TEXT SHOWN:

● ● ●

However three women required aciclovir therapy for genital ulcer disease during the study.

One-third of the women had no change in their CVL viral load while on aciclovir, though these were mainly women who had undetectable levels on entry to the study. Thirty-four women (55% of those who completed the study) had a reduction in their CVL viral load averaging 0.44 log (2.75-fold). Six women actually had an increase in CVL viral load while on aciclovir.

However the thirty-four women (55% of those who completed the study) whose viral loads did go down had a reduction in their CVL viral load averaging 0.44 log (2.75-fold).

In questioning, investigator Eileen Dunne said that plasma viral loads were not measured during the study so they could not be correlated with CVL viral load, though this would be done retrospectively. She was also asked if this relatively modest drop in CVL viral loads that were mainly low in the first place would have much impact on transmissibility of HIV. She said that the impact of aciclovir therapy on HIV transmission might be greater in women who had symptomatic HSV lesions, especially if given in combination with antiretroviral therapy.

In the South African study, 269 women were randomised to receive either 400mg of aciclovir (151 women) or a placebo (148 women) for three months. Women with genital ulcers or other reasons to get open-label aciclovir therapy were excluded from the study, though in questions afterwards it became clear that a few women had received episodic therapy for genital ulcers during the trial. Investigator Sinead Delany said that they did not see substantial numbers of women returning for episodic therapy in the placebo arm, but this could have slightly blunted the results.

The women gave blood tests and vaginal swabs at the end of the first, second and third month.

The women’s average age was 32 and average time since HIV diagnosis was just over a year. The CD4 count in the aciclovir arm was 446 cells/mm3 and in the placebo arm was 500 cells/mm3 (women with CD4 counts under 250 cells mm/3 were excluded from the study). Their average HIV plasma viral load was 12,500 copies/ml. A total of 107 women in the aciclovir arm and 104 in the placebo arm shed detectable amounts of HSV-2 vaginally at the start of the study.

The vaginal viral load in the women on aciclovir was only 0.12 log (11%) lower than in the women on placebo, and this was not statistically significant (p=0.3).

However, somewhat fewer women on aciclovir shed detectable amounts of vaginal HIV at every visit (23% versus 30%) and there was a statistically significant reduction of 44% in the number of times women shed detectable HIV during their three follow-up visits. More aciclovir recipients shed no HIV at any visit than women on placebo.

There was also a 0.37 log (42%) reduction in plasma viral load amongst the women on aciclovir, and this was statistically significant. The plasma viral load in women on aciclovir was 4,700 copies/ml and in women on placebo 8,300 copies/ml.

Genital HSV-2 shedding was reduced by 58%, and this was statistically significant.

Delany said that her study provided “weak evidence for an overall effect on HIV genital viral load…but stronger evidence for a reduction in frequency of shedding.”

References

Nagot N et al. Reduction of HIV-1 RNA levels with therapy to suppress herpes simplex virus. N Engl J Med 356: 790-799, 2007.

Dunne E et al. The effect of suppressive aciclovir therapy on HIV cervicovaginal shedding in HIV- and HSV-2-infected women, Chiang Rai, Thailand. Fourteenth Conference on Retroviruses and Opportunistic Infections, Los Angeles, abstract 30, 2007.

Delany S et al. Impact of HSV-2 suppressive therapy on genital and plasma HIV-1 RNA in HIV-1 and HSV-2 seropositive women not taking ART: a randomised, placebo-controlled trial in Johannesburg, South Africa. Fourteenth Conference on Retroviruses and Opportunistic Infections, Los Angeles, abstract 154LB, 2007.

● ● ●

(Data extracted from a collection)
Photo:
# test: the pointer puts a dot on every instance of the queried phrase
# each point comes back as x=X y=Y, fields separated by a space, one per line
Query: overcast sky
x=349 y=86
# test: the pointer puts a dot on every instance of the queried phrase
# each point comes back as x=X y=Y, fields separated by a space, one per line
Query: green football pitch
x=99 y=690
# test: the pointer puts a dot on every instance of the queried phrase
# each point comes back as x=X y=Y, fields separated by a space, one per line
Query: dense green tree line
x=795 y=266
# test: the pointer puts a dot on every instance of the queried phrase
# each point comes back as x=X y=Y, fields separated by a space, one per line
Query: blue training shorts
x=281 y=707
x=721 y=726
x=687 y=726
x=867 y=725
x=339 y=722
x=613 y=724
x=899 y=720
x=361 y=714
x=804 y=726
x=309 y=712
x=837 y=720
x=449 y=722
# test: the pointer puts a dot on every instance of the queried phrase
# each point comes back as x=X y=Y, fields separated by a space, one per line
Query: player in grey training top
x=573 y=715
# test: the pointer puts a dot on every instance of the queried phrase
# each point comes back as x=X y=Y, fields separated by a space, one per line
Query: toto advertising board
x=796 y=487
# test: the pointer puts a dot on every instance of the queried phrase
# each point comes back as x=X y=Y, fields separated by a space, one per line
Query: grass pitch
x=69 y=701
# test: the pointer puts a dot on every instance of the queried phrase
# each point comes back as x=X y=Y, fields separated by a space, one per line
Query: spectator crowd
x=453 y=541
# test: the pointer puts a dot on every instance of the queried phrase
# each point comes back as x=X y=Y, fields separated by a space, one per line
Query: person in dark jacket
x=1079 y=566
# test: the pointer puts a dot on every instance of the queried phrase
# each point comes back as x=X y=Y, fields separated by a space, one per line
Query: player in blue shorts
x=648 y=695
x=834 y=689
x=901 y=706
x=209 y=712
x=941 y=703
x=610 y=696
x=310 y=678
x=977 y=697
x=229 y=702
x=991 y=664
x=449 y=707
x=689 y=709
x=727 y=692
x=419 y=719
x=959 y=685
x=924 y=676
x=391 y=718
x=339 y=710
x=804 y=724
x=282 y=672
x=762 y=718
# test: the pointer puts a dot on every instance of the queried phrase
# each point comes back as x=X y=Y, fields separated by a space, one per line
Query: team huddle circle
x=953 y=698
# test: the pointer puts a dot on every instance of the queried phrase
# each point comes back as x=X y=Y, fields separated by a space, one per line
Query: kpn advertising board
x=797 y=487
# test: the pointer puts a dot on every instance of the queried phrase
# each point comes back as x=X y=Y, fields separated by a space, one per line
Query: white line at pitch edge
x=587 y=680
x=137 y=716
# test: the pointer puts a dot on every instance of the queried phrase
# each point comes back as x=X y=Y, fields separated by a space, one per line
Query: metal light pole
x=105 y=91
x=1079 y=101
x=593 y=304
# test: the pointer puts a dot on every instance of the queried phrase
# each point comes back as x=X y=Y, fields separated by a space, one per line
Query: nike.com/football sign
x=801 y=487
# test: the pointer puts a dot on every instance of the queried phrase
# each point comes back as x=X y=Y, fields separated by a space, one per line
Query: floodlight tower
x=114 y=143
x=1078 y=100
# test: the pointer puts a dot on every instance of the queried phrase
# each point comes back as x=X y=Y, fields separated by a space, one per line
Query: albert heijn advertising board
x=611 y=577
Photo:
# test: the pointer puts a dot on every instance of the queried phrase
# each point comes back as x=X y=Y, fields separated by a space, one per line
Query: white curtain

● ● ●

ACTIONS TO TAKE:
**A)** According to the aciclovir report, what was the average HIV plasma viral load of the women in the South African study?
**B)** List every city named in the aciclovir report.
**C)** Quote everything in the aciclovir report from "There was also" down to "58%, and this was statistically significant.".

RESULTS FOR THE EXERCISE:
**A)** 12,500 copies/ml

**B)** Chiang Rai, Los Angeles, Johannesburg

**C)**
There was also a 0.37 log (42%) reduction in plasma viral load amongst the women on aciclovir, and this was statistically significant. The plasma viral load in women on aciclovir was 4,700 copies/ml and in women on placebo 8,300 copies/ml.

Genital HSV-2 shedding was reduced by 58%, and this was statistically significant.